__WHAT NEEDS TO BE DONE__
Pull out every line in the records below that contains the word "post" and copy each one in full.

__DATA SHOWN__
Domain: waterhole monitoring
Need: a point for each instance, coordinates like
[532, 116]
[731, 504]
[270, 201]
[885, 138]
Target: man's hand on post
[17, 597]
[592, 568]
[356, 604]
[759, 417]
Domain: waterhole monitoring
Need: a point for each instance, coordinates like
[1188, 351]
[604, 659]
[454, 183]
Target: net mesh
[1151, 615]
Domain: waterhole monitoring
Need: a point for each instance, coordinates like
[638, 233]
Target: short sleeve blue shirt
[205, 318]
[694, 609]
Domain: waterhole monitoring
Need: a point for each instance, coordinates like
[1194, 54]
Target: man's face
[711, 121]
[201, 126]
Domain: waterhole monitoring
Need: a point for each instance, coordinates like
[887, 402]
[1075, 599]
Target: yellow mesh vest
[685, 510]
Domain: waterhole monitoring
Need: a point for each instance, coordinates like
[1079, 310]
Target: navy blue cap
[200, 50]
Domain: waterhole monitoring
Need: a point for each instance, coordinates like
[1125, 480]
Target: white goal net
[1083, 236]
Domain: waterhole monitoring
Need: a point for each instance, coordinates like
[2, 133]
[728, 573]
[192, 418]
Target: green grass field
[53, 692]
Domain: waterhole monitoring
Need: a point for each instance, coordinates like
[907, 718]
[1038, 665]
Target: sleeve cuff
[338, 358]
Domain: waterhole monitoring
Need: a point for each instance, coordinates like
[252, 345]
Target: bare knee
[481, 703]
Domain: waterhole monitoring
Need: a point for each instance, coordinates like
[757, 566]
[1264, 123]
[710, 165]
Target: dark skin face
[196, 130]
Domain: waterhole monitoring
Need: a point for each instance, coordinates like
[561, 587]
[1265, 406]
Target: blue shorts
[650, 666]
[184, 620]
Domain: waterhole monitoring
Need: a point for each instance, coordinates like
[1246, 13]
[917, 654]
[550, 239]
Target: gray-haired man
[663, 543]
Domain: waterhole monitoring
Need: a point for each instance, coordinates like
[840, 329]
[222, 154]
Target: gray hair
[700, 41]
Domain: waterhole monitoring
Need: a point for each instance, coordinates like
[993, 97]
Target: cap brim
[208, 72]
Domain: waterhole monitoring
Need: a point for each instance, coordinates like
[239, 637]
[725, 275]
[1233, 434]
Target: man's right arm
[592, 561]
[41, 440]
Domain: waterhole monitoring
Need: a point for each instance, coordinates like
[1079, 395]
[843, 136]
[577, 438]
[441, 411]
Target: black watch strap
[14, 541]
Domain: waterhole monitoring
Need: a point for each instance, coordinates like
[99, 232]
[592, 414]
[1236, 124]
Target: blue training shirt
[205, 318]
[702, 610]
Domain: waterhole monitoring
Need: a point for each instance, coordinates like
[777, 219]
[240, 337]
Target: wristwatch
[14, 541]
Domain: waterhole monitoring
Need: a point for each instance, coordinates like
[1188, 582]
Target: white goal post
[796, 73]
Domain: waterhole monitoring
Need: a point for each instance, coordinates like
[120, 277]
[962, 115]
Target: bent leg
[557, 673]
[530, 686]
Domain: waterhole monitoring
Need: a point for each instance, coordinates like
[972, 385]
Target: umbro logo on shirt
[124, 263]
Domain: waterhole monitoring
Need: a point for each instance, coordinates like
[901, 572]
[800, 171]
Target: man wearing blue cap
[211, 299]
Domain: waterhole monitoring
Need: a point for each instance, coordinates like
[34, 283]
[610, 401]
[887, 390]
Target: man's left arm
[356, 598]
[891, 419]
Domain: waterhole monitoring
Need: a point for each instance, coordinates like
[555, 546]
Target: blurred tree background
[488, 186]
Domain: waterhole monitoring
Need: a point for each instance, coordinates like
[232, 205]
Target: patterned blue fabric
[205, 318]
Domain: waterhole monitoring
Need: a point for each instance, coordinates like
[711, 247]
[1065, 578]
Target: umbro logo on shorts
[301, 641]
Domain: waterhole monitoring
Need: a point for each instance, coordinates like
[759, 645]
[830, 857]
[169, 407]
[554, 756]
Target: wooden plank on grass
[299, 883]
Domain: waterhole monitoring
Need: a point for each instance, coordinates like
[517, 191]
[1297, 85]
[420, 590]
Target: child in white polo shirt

__TASK RESULT__
Target: man's hand on post
Target: white goal post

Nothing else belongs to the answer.